Records contained in a dataset:
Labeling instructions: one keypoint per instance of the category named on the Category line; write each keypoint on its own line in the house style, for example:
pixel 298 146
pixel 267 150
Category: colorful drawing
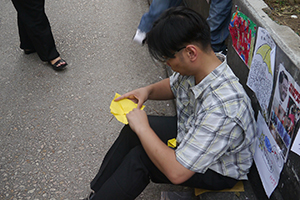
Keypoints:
pixel 242 31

- **Task description**
Copy all of the data above word for word, leaving out the pictures.

- **Full output**
Labeling instructions: one keypoint per instance of the category named on the Category line; write each keypoint on its own line in the house style, for example:
pixel 298 146
pixel 267 150
Category: colorful drawing
Keypoints:
pixel 242 31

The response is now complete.